■ SOURCE ■
** Begin **
Part 1 - Integrating Amazon FSx for NetApp ONTAP (FSx ONTAP) as a private S3 bucket into AWS SageMaker
This section provides a guide on configuring FSx ONTAP as a private S3 bucket using AWS SageMaker.
Author(s):
Jian Jian (Ken), Senior Data & Applied Scientist, NetApp
Introduction
Using SageMaker as an example, this page provides guidance on configuring FSx ONTAP as a private S3 bucket.
For more information about FSx ONTAP, please take a look at this presentation (Video Link)
User Guide
Server creation
Create a SageMaker Notebook Instance
-
Open AWS console. In the search panel, search SageMaker and click the service Amazon SageMaker.
-
Open the Notebook instances under Notebook tab, click the orange button Create notebook instance.
-
In the creation page,
Enter the Notebook instance name
Expand the Network panel
Leave other entries default and select a VPC, Subnet, and Security group(s). (This VPC and Subnet will be used to create FSx ONTAP file system later)
Click the orange button Create notebook instance at the bottom right.
Create an FSx ONTAP File System
-
Open AWS console. In the search panel, search Fsx and click the service FSx.
-
Click Create file system.
-
Select the first card FSx ONTAP and click Next.
-
In the details configuration page.
-
Select the Standard create option.
-
Enter the File system name and the SSD storage capacity.
-
Make sure to use the VPC and subnet same to the SageMaker Notebook instance.
-
Enter the Storage virtual machine name and Specify a password for your SVM (storage virtual machine).
** End **
■ WHAT TO DO ■
**1.** Answer these from the FSx ONTAP guide:
(a) Which panel is expanded on the notebook instance creation page?
(b) Which create option is selected in the file system's details configuration page?
(c) Whose VPC and subnet must the FSx ONTAP file system use?
**2.** Carry the FSx ONTAP guide forward with the steps that come after its last one.

■ RAW DATA ■
** Begin **
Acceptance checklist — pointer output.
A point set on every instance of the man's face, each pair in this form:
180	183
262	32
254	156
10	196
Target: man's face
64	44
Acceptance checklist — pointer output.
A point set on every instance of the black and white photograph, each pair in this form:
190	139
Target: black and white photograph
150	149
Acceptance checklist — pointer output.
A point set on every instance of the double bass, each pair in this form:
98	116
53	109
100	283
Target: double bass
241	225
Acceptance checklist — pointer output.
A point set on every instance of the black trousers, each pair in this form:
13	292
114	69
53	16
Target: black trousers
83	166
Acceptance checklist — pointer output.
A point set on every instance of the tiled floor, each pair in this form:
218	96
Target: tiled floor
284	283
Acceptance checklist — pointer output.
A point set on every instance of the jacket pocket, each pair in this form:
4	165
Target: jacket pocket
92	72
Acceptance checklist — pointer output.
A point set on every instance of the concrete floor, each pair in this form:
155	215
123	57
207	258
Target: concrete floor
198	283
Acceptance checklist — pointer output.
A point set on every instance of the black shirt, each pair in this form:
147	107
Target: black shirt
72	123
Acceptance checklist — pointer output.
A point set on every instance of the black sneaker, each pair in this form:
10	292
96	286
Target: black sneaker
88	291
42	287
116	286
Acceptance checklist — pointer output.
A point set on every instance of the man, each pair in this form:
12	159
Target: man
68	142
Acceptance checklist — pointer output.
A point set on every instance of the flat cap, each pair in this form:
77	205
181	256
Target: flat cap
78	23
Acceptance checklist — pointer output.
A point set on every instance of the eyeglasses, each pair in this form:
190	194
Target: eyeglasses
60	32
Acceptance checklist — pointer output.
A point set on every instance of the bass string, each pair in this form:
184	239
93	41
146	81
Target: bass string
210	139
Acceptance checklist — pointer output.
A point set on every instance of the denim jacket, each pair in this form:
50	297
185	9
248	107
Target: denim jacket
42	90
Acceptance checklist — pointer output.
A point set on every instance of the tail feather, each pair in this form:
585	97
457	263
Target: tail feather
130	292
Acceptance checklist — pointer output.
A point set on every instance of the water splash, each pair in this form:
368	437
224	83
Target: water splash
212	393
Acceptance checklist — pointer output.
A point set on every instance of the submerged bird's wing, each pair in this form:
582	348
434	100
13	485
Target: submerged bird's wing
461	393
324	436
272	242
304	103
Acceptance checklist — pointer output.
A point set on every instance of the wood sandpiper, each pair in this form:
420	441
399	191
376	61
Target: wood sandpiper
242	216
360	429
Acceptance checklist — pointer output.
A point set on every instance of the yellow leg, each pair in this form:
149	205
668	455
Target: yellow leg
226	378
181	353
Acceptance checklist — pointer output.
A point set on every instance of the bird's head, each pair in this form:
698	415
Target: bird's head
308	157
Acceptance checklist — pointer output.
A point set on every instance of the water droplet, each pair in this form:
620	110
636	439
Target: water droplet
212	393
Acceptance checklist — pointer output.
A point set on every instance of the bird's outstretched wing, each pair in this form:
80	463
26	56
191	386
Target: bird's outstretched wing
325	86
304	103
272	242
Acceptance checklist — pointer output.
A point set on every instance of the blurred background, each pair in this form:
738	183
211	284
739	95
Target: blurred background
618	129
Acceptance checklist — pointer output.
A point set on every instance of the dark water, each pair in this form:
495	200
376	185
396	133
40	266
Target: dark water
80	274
** End **
■ RESULTS OF THE EXERCISE ■
**1.**
(a) The Network panel.
(b) The Standard create option.
(c) Those of the SageMaker Notebook instance.

**2.**
-
Leave other entries default and click the orange button Next at the bottom right.
-
Click the orange button Create file system at the bottom right of the review page.
-
-
It may takes about 20-40 minutes to spin up the FSx file system.
Server Configuration
ONTAP Configuration
-
Open the created FSx file system. Please make sure the status is Available.
-
Select the Administration tab and keep the Management endpoint - IP address and ONTAP administrator username.
-
Open the created SageMaker Notebook instance and click Open JupyterLab.
-
In the Jupyter Lab page, open a new Terminal.
-
Enter the ssh command ssh <admin user name>@<ONTAP server IP> to login to the FSx ONTAP file system. (The user name and IP address are retrieved from the step 2)
Please use the password used when creating the Storage virtual machine. -
Execute the commands in the following order.
We use fsxn-ontap as the name for the FSx ONTAP private S3 bucket name.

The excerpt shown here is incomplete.